■ OBJECTIVE
Reproduce every one of the entries below word for word.

Data drawn from a collection

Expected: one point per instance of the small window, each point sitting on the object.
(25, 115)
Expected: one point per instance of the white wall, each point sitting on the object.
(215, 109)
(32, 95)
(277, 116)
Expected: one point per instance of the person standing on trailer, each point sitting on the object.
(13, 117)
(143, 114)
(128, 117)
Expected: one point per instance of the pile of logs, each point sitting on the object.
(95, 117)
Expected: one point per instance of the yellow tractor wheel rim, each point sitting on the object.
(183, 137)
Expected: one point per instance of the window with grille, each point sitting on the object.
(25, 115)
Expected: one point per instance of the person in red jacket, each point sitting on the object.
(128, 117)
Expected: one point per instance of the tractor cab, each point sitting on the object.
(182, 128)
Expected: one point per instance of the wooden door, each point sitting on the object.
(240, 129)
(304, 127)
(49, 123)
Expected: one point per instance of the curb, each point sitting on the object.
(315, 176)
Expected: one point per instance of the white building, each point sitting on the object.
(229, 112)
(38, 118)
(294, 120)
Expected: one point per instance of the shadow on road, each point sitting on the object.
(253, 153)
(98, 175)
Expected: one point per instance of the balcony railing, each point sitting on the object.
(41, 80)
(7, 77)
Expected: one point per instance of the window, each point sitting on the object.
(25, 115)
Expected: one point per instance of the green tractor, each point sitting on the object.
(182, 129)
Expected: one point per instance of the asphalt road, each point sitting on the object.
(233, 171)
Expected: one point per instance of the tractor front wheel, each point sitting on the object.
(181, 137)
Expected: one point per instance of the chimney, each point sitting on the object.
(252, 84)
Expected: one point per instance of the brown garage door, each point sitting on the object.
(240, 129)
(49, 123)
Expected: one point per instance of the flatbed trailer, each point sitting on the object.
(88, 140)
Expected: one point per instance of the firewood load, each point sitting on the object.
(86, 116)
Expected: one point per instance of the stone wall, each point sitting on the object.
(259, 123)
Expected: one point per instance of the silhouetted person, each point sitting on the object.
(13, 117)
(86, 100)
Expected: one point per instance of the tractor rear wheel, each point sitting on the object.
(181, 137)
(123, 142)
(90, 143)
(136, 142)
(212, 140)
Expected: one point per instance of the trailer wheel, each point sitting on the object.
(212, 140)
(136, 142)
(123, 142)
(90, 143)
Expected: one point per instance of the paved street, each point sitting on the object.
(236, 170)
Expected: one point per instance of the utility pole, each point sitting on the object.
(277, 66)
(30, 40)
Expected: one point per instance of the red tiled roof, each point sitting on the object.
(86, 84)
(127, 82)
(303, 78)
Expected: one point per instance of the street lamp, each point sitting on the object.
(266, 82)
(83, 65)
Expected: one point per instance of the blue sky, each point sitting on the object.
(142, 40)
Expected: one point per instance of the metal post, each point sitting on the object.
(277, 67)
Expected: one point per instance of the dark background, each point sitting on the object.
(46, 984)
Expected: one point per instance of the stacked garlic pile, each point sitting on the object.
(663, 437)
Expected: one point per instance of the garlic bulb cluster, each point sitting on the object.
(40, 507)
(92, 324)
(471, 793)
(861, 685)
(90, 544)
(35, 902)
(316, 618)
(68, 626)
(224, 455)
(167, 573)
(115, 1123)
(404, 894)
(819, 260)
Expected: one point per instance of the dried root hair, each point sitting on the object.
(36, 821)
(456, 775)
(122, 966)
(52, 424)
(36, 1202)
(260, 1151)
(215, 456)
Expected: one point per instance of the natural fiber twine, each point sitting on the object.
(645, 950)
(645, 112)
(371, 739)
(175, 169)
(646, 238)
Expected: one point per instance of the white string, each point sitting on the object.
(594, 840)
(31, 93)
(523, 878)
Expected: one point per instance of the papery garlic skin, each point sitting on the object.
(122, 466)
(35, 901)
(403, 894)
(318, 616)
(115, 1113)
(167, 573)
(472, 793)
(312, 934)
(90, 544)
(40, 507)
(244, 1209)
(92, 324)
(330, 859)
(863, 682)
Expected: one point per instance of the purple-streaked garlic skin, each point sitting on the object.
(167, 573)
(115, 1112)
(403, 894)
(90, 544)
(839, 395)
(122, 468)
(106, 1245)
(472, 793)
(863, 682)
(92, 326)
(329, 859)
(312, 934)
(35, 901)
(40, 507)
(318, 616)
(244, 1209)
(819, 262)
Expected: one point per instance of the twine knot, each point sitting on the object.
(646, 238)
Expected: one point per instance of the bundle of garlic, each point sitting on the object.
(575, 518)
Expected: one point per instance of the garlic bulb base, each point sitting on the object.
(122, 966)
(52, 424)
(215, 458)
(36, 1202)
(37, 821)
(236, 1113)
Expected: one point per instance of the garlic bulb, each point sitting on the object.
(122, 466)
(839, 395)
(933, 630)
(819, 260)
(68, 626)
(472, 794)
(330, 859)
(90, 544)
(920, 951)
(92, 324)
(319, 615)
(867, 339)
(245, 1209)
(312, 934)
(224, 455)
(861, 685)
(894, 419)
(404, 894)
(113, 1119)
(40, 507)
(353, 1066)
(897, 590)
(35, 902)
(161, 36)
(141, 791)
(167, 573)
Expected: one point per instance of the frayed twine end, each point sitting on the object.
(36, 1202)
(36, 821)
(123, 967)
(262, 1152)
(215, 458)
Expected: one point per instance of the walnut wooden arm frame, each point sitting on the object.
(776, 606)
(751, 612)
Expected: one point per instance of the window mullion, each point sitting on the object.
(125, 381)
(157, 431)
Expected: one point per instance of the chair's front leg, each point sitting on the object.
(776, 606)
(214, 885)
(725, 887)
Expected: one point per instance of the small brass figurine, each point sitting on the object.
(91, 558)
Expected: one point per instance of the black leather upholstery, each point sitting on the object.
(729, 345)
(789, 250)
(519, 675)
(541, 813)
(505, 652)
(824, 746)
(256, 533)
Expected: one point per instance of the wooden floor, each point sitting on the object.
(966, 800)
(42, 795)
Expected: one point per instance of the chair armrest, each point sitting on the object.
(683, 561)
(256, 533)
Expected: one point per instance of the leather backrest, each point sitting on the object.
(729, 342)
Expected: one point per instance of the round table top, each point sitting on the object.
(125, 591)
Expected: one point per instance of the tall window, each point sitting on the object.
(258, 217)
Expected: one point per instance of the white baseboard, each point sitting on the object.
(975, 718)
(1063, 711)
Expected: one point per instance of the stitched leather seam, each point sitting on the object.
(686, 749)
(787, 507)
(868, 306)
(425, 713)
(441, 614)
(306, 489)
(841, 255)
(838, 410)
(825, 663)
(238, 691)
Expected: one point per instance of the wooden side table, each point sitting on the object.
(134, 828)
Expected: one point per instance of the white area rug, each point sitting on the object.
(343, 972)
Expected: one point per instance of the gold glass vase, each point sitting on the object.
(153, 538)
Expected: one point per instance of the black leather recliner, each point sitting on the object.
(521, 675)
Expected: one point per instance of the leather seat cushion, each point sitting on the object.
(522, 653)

■ CORRECT ANSWER
Expected: one point per instance of the small window, each point sitting on the object.
(25, 115)
Expected: one point per instance of the white wall, each point sitting on the object.
(215, 109)
(32, 95)
(277, 116)
Expected: one point per instance of the person standing on trailer, each point sitting on the object.
(13, 117)
(143, 114)
(128, 117)
Expected: one point per instance of the pile of logs, each point sitting on the object.
(95, 117)
Expected: one point per instance of the yellow tractor wheel rim, each point sitting on the object.
(183, 137)
Expected: one point per instance of the window with grille, each point sitting on the object.
(25, 115)
Expected: one point per instance of the person in red jacket, each point sitting on the object.
(128, 117)
Expected: one point per instance of the tractor cab, each point sitting on the object.
(182, 128)
Expected: one point per instance of the wooden door, each point sitting on the object.
(240, 129)
(304, 127)
(49, 123)
Expected: one point per instance of the curb, each point sitting on the object.
(315, 176)
Expected: one point per instance of the white building, each point sitting on the object.
(229, 112)
(38, 118)
(294, 120)
Expected: one point per instance of the shadow on road, each point sitting on the object.
(253, 153)
(98, 175)
Expected: one point per instance of the balcony railing, each point sitting on the object.
(41, 80)
(7, 77)
Expected: one point per instance of the window, each point sitting on the object.
(25, 115)
Expected: one point per instance of the green tractor, each point sitting on the object.
(182, 129)
Expected: one point per instance of the asphalt road, each point sitting on the object.
(233, 171)
Expected: one point per instance of the tractor front wheel, each point sitting on the object.
(181, 137)
Expected: one point per instance of the chimney, each point sitting on the object.
(252, 84)
Expected: one point per instance of the brown garage door, each point sitting on the object.
(240, 129)
(49, 123)
Expected: one point per instance of the flatbed trailer, each point sitting on the object.
(88, 140)
Expected: one point per instance of the firewood load, each point sitting on the object.
(86, 116)
Expected: one point per instance of the stone wall, each point sitting on the object.
(259, 123)
Expected: one point per instance of the silhouetted person, each point sitting on the object.
(13, 117)
(86, 100)
Expected: one point per instance of the tractor rear wheel, each point sitting on the object.
(181, 137)
(123, 142)
(90, 143)
(136, 142)
(212, 140)
Expected: one point per instance of the trailer wheel, each point sitting on the object.
(212, 140)
(136, 142)
(123, 142)
(90, 143)
Expected: one point per instance of the paved street, each point sitting on the object.
(236, 170)
Expected: one point per instance of the utility pole, each point sitting on the object.
(277, 66)
(30, 40)
Expected: one point per instance of the red tiled roof, each point sitting on the object.
(86, 84)
(127, 82)
(303, 78)
Expected: one point per instance of the street lamp, each point sitting on the object.
(266, 82)
(83, 65)
Expected: one point per instance of the blue sky, each point sitting on the object.
(142, 40)
Expected: one point per instance of the metal post, each point sitting on the object.
(277, 67)
Expected: one point per instance of the dark background, each point sitting on the object.
(46, 984)
Expected: one point per instance of the stacked garlic pile, each point sitting on the object.
(663, 437)
Expected: one point per instance of the garlic bulb cluster, each point sitting on the object.
(40, 507)
(92, 324)
(471, 793)
(861, 685)
(90, 544)
(35, 902)
(316, 618)
(68, 626)
(224, 455)
(167, 573)
(115, 1123)
(404, 894)
(819, 260)
Expected: one point per instance of the dried root hair, each point sitting on the object.
(36, 821)
(456, 775)
(122, 966)
(52, 424)
(36, 1202)
(260, 1151)
(215, 456)
Expected: one point per instance of the natural fiber twine, each point sitting on the object.
(645, 950)
(645, 112)
(371, 739)
(175, 169)
(646, 238)
Expected: one point per instance of the white string, each point sitting on the object.
(594, 840)
(31, 93)
(523, 878)
Expected: one point per instance of the papery garlic skin, each point sitting on the object.
(122, 466)
(35, 901)
(403, 894)
(318, 616)
(115, 1113)
(167, 573)
(472, 793)
(312, 934)
(90, 544)
(40, 507)
(244, 1209)
(92, 324)
(330, 859)
(863, 682)
Expected: one point per instance of the purple-streaked garlic skin, each point sitting on the object.
(167, 573)
(115, 1112)
(403, 894)
(90, 544)
(839, 395)
(122, 468)
(106, 1245)
(472, 793)
(863, 682)
(92, 326)
(329, 859)
(312, 934)
(35, 901)
(40, 507)
(318, 616)
(244, 1209)
(819, 262)
Expected: one point per instance of the twine knot, each point sitting on the object.
(646, 238)
Expected: one point per instance of the bundle of garlic, each point sitting on the object.
(575, 518)
Expected: one point per instance of the garlic bulb base, each point sitting on the object.
(122, 966)
(52, 424)
(215, 458)
(36, 1202)
(37, 821)
(236, 1113)
Expected: one point per instance of the garlic bulb, each point sitting on the object.
(122, 466)
(839, 395)
(933, 630)
(819, 260)
(68, 626)
(472, 794)
(330, 859)
(90, 544)
(920, 951)
(92, 324)
(319, 615)
(867, 339)
(245, 1209)
(312, 934)
(224, 455)
(861, 685)
(894, 419)
(404, 894)
(113, 1119)
(40, 507)
(353, 1066)
(897, 590)
(35, 902)
(161, 36)
(141, 791)
(167, 573)
Expected: one point per instance of the frayed twine end, each point sitting on the object.
(36, 1202)
(36, 821)
(123, 967)
(262, 1152)
(215, 458)
Expected: one point per instance of the walnut wooden arm frame, each point sitting on the object.
(776, 606)
(751, 612)
Expected: one point per instance of the window mullion, each point sitting on the object.
(125, 381)
(157, 431)
Expected: one point per instance of the chair's front leg, each point sitting on the object.
(776, 606)
(214, 885)
(725, 887)
Expected: one point per instance of the small brass figurine, each point sitting on the object.
(91, 558)
Expected: one point per instance of the black leather upholstery, each point sitting on the object.
(729, 345)
(789, 250)
(519, 675)
(541, 813)
(505, 652)
(824, 746)
(256, 533)
Expected: one point per instance of the wooden floor, each point sitting on the object.
(966, 800)
(42, 795)
Expected: one point per instance of the chair armrest, each point sitting on the object.
(683, 561)
(256, 533)
Expected: one point per instance of the leather backrest, each point sitting on the object.
(729, 342)
Expected: one point per instance of the round table top, each point sitting on the object.
(125, 591)
Expected: one point per instance of the tall window, each point sitting on the object.
(258, 217)
Expected: one point per instance of the white baseboard, each point sitting on the object.
(975, 718)
(1063, 711)
Expected: one point per instance of the stitched leather seam, each point sitting on the object.
(686, 749)
(787, 507)
(868, 306)
(425, 713)
(441, 614)
(306, 489)
(841, 255)
(838, 410)
(825, 663)
(238, 691)
Expected: one point per instance of the wooden side table, each point sitting on the object.
(134, 828)
Expected: one point per instance of the white area rug, each point sitting on the object.
(343, 972)
Expected: one point per instance of the gold glass vase, each point sitting on the object.
(153, 538)
Expected: one point per instance of the black leather recliner, each point sitting on the object.
(521, 675)
Expected: one point per instance of the leather seat cushion, each point sitting on the object.
(522, 653)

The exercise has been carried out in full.